Exercise brief
The data follows this line. Copy verbatim the line with "target | hedge along wall" and each line after it to the end.

Supplied material
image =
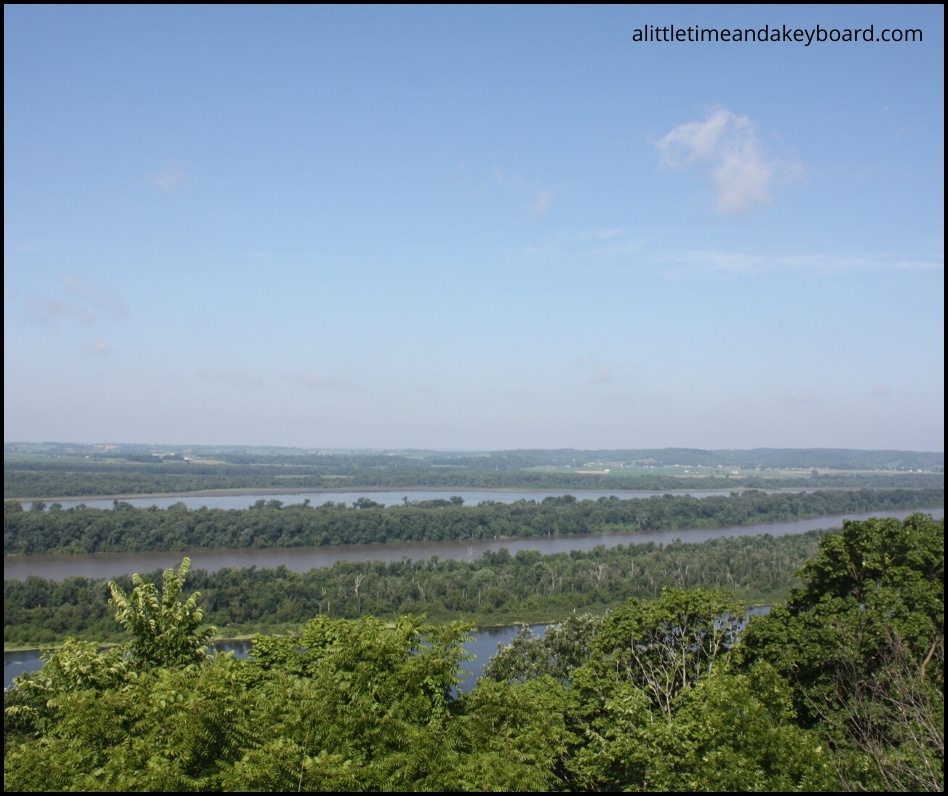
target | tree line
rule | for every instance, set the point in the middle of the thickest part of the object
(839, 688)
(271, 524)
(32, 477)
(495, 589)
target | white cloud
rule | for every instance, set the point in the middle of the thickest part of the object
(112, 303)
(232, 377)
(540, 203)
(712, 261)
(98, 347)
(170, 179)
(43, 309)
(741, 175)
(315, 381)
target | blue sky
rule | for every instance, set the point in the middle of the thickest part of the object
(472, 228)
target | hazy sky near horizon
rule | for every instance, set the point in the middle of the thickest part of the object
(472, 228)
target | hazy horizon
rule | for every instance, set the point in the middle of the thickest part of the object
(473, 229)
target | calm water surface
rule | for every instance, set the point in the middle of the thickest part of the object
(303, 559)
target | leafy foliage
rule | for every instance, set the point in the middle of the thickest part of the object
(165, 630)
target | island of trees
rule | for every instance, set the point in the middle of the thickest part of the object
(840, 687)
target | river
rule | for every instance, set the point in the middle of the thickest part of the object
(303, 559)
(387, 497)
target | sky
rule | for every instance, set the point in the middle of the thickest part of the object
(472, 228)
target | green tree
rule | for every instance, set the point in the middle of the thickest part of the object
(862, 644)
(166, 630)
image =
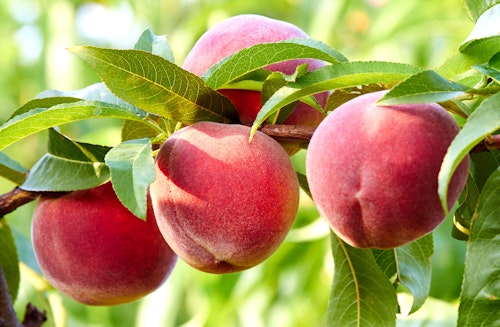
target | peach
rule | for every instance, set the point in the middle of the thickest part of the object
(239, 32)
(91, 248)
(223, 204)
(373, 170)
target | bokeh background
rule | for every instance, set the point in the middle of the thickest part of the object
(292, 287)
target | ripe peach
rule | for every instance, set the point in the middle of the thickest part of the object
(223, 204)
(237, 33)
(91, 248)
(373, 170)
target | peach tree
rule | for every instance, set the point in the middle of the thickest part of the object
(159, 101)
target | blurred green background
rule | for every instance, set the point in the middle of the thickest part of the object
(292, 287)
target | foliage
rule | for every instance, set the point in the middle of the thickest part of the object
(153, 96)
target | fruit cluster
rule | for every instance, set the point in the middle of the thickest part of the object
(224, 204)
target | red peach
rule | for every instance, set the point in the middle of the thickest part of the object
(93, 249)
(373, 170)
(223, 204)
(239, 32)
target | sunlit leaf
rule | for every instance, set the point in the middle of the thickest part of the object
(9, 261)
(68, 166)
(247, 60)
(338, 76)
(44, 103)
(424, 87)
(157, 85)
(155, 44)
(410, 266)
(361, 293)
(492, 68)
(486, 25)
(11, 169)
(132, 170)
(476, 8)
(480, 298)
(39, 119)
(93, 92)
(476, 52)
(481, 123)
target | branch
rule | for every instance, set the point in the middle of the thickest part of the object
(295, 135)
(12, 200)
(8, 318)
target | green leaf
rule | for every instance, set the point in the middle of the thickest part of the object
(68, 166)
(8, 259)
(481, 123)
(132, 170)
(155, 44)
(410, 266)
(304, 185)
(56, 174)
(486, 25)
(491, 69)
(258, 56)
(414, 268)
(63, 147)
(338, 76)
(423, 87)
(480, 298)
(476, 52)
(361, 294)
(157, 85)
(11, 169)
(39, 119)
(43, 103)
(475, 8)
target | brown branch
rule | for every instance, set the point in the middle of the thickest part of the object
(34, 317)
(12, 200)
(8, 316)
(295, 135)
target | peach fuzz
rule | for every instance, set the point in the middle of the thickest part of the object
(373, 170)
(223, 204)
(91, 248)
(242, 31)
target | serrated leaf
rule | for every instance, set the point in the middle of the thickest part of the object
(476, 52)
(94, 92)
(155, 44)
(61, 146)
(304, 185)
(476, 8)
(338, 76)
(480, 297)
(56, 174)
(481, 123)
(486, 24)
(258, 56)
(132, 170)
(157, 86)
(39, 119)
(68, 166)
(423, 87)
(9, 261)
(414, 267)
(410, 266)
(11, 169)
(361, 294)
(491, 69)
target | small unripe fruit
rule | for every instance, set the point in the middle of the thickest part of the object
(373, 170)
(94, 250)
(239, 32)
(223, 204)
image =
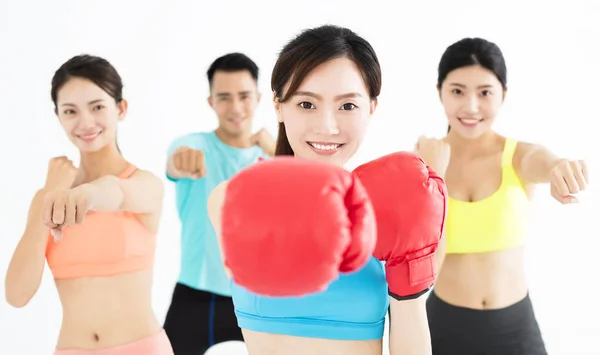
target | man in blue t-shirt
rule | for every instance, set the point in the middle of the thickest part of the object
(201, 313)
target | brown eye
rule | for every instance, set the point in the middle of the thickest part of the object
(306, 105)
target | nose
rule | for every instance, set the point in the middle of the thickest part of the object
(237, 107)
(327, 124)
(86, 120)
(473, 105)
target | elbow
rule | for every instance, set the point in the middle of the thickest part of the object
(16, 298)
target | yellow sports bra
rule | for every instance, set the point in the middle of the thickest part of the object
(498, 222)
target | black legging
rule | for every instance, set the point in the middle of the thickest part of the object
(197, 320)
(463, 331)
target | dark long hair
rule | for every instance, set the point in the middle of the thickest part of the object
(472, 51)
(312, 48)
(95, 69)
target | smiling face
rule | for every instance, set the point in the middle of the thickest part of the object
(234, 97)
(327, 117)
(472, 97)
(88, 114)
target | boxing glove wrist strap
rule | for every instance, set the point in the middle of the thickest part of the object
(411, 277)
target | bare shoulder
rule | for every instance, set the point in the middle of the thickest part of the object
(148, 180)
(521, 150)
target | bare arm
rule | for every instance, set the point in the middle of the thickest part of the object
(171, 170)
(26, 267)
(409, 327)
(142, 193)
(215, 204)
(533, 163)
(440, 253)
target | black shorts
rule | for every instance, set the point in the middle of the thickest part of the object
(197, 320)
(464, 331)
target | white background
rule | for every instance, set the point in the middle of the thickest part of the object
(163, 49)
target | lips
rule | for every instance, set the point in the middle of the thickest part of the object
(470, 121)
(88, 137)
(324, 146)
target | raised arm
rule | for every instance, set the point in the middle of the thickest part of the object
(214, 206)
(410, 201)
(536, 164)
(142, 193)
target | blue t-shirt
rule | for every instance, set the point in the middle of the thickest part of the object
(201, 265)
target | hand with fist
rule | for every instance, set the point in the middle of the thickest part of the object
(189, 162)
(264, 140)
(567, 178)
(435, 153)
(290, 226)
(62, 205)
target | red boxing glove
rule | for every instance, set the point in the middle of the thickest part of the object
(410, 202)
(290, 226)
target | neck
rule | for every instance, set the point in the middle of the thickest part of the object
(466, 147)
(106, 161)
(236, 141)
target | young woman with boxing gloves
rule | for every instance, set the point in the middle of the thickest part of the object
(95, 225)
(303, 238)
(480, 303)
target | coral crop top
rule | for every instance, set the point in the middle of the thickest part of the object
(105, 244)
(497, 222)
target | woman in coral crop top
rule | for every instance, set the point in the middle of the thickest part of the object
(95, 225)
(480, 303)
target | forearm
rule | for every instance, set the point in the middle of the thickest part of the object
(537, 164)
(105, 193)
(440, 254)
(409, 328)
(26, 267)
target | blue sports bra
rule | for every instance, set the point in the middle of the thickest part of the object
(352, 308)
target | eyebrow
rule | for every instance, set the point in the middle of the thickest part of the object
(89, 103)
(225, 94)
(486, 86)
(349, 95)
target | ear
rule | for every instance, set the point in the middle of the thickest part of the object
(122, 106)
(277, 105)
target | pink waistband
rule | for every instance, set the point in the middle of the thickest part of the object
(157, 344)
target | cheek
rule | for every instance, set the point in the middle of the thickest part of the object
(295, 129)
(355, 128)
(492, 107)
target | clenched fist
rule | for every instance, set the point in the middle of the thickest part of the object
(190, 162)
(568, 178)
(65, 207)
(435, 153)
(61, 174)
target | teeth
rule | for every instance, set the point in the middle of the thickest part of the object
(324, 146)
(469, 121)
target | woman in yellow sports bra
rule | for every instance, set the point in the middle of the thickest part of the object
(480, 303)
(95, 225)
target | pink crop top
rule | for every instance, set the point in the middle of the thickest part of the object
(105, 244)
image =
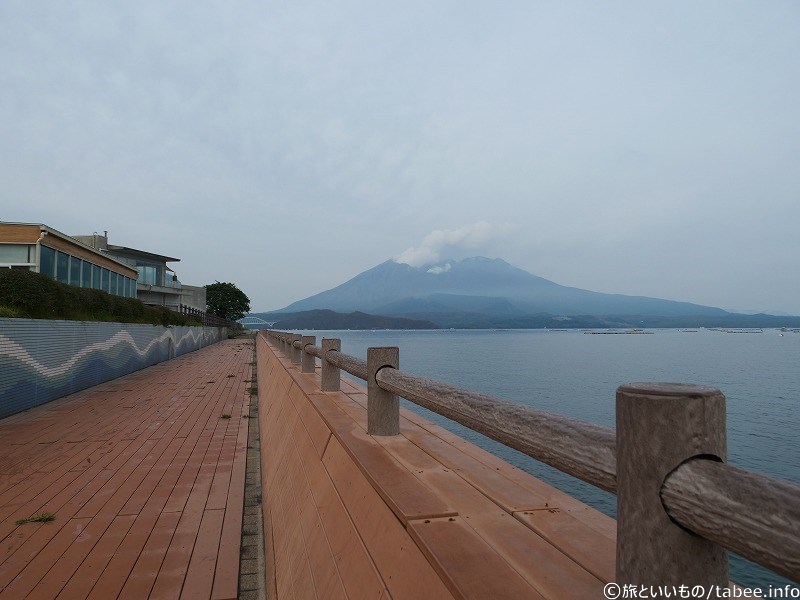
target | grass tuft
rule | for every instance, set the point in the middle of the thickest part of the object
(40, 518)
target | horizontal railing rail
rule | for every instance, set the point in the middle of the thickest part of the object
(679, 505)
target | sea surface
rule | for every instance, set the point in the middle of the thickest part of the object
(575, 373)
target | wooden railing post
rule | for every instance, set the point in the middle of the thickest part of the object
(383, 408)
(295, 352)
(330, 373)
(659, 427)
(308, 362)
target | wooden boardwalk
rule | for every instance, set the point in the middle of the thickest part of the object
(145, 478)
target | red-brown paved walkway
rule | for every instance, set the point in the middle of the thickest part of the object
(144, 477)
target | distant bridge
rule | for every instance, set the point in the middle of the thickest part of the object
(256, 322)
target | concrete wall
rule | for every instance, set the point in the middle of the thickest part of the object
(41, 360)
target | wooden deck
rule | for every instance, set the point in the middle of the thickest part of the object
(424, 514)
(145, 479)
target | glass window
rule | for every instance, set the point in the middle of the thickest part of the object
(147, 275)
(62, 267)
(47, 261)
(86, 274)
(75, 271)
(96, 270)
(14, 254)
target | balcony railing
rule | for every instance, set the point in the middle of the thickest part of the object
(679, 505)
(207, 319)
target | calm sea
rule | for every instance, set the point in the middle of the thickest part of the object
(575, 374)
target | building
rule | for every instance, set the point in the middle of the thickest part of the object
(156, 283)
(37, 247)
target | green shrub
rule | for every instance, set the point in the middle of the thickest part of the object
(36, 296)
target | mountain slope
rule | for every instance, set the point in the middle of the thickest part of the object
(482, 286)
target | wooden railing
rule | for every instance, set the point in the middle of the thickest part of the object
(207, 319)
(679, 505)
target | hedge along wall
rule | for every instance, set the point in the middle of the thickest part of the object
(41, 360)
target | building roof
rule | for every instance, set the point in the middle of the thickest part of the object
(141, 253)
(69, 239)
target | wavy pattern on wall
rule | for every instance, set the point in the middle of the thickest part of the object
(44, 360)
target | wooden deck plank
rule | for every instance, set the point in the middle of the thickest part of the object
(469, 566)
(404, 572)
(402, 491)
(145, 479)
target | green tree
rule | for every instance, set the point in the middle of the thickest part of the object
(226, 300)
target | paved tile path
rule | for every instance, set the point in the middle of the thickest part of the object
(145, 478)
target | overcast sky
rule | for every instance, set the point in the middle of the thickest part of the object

Expected answer
target | hedge along wall
rule | for every instance, set the point in the middle of the thickest part of the object
(41, 360)
target | building roof
rule | for every instance, set the point in the middle of the thickest part of the object
(141, 253)
(69, 239)
target | wavy pattern on wall
rule | for every instance, set the point in the middle of the thickest part of the object
(44, 360)
target | wooden deck plank
rule | for every instance, set the point in the middle of the thickest part of the object
(469, 566)
(404, 572)
(402, 491)
(145, 479)
target | green tree
rule | for every instance, set the point in the middle of the thickest part of the object
(226, 300)
target | paved tile path
rule | for every instance, set the point in the middle of the thickest part of the object
(145, 478)
target | overcast sky
rule | for every instance, set the point in the middle of the thickest part of the object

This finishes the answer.